» **Приведённый текст**:
•••
Он видел, что рост недовольства среди балутских рабочих – это не классовая борьба пролетариата и буржуазии, а домашняя ссора нищих и бедняков. Он знал, что работающие на ручных станках ткачи по большей части не постоянные рабочие, что каждый из них только и ждет, как бы выбиться из низов и самому стать хозяйчиком, подрядчиком <…> Балутские хозяева мастерских – это не буржуазия, а балутские рабочие – не пролетариат. Нет, он не верил в Балут. Его тянуло к фабричным трубам, дыму, стуку машин, зову гудков. Именно оттуда придет освобождение.

Сопоставив эти рассуждения с комментариями Мендельсона, можно увидеть, насколько правдиво Иешуа описывал ситуацию в Лодзи Иешуа. Впрочем, хотя еврейских ремесленников было тяжело организовать, их эксплуатировали никак не меньше, чем их нееврейских собратьев. Вот текст призыва к забастовке, который приводит в своей книге Мендельсон:

Файвл Яновский, – гласила прокламация, – благочестивый еврей; он регулярно ходит в синагогу и от всего сердца молится Богу. Он – еврейский националист, патриот и, возможно, даже сионист. Его, несомненно, огорчают преследования евреев, он проливает крокодиловы слезы над их отчаянным положением. Но все это, как мы видим, не мешает ему жестоко эксплуатировать своих еврейских рабочих.
•••
Записи с точечной разметкой изображений:
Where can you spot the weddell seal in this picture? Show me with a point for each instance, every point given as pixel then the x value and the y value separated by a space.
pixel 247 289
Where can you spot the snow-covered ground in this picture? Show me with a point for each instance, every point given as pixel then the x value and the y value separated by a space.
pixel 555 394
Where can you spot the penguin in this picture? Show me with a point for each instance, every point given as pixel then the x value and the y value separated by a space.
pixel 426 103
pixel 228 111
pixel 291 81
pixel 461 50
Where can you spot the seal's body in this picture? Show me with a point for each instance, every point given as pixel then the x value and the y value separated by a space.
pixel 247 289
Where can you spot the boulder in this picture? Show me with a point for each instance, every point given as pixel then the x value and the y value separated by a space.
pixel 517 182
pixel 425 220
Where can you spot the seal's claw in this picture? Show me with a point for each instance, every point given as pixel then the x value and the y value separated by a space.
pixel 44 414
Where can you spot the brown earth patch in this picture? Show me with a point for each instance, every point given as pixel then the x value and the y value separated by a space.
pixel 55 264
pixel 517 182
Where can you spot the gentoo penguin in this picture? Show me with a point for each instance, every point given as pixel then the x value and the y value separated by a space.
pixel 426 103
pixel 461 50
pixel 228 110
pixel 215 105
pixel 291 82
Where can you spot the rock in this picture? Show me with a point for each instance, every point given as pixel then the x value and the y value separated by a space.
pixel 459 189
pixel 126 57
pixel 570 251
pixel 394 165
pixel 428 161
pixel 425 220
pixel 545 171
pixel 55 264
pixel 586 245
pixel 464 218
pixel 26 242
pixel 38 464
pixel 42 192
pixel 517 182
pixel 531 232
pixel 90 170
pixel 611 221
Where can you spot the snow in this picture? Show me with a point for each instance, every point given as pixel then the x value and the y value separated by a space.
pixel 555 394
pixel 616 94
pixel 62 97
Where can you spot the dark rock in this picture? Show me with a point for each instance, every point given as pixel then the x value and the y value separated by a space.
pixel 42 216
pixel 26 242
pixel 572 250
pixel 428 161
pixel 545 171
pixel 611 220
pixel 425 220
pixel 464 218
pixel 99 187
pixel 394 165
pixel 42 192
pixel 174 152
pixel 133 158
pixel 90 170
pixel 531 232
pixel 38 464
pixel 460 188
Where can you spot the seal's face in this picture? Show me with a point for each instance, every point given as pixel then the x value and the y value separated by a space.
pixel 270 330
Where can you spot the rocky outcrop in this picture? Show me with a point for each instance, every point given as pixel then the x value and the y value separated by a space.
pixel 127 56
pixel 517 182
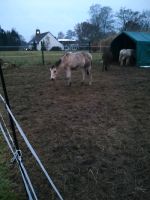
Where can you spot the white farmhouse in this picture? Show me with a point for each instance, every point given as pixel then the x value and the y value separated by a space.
pixel 46 39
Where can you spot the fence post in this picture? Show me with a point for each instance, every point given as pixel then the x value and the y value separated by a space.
pixel 7 101
pixel 42 50
pixel 89 47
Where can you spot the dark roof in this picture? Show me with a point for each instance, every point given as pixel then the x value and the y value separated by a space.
pixel 138 36
pixel 38 37
pixel 140 41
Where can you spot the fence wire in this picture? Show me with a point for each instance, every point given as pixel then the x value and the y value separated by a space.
pixel 26 179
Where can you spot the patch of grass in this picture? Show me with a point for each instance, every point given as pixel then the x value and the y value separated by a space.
pixel 7 186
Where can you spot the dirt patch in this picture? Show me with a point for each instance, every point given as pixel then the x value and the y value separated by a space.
pixel 93 140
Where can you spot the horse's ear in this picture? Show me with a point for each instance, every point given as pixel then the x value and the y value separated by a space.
pixel 58 62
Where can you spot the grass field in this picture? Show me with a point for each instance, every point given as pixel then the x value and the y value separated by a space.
pixel 94 141
pixel 27 58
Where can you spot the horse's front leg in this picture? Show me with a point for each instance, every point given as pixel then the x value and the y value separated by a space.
pixel 68 76
pixel 83 76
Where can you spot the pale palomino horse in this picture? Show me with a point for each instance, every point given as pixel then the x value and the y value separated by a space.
pixel 70 61
pixel 126 57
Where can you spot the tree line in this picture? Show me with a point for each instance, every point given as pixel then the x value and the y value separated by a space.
pixel 10 40
pixel 103 22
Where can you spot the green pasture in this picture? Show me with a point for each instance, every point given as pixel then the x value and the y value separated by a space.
pixel 28 58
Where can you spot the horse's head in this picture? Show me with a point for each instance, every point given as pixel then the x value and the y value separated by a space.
pixel 53 72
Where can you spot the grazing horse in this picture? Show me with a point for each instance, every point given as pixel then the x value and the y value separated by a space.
pixel 70 61
pixel 106 60
pixel 126 57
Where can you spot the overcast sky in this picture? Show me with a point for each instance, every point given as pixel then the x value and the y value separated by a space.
pixel 55 15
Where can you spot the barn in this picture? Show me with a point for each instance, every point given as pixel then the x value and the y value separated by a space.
pixel 47 38
pixel 140 41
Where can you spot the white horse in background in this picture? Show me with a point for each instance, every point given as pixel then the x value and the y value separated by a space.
pixel 70 61
pixel 126 57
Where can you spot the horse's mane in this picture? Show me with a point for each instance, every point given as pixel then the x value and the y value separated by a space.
pixel 57 63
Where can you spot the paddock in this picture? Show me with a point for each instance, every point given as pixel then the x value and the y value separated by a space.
pixel 94 141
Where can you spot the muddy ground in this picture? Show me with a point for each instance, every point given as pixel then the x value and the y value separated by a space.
pixel 94 140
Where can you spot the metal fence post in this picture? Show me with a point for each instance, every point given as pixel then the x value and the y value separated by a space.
pixel 7 101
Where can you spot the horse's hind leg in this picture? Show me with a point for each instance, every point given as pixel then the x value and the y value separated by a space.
pixel 83 76
pixel 89 75
pixel 68 76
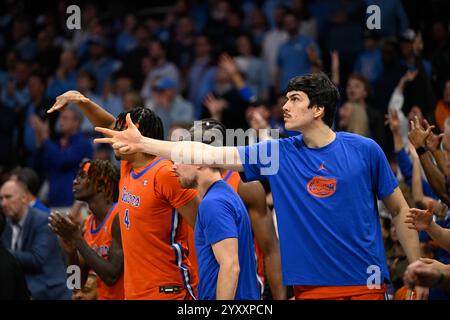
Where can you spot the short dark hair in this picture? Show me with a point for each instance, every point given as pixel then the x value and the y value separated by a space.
pixel 207 126
pixel 320 90
pixel 29 178
pixel 148 122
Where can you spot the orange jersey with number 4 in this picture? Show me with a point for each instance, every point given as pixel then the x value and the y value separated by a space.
pixel 99 238
pixel 154 236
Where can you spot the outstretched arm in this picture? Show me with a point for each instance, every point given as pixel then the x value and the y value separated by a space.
pixel 254 197
pixel 96 114
pixel 418 137
pixel 226 253
pixel 189 152
pixel 423 220
pixel 409 239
•••
» **Что нужно сделать**:
(A) Воспроизведите без изменений отрывок из приведённого текста: начните со слов, содержащих «Он видел, что», и остановитесь после слов «оттуда придет освобождение.».
(B) Ответьте на вопросы по приведённому тексту:
(i) Кем по большей части не являются ткачи, работающие на ручных станках?
(ii) В чьей книге приводится текст призыва к забастовке?
(iii) Что, согласно прокламации, делает Файвл Яновский со своими еврейскими рабочими?
Записи здесь никак не используются.

» **Ответы**:
(A)
Он видел, что рост недовольства среди балутских рабочих – это не классовая борьба пролетариата и буржуазии, а домашняя ссора нищих и бедняков. Он знал, что работающие на ручных станках ткачи по большей части не постоянные рабочие, что каждый из них только и ждет, как бы выбиться из низов и самому стать хозяйчиком, подрядчиком <…> Балутские хозяева мастерских – это не буржуазия, а балутские рабочие – не пролетариат. Нет, он не верил в Балут. Его тянуло к фабричным трубам, дыму, стуку машин, зову гудков. Именно оттуда придет освобождение.

(B)
(i) Постоянными рабочими.
(ii) В книге Мендельсона.
(iii) Жестоко их эксплуатирует.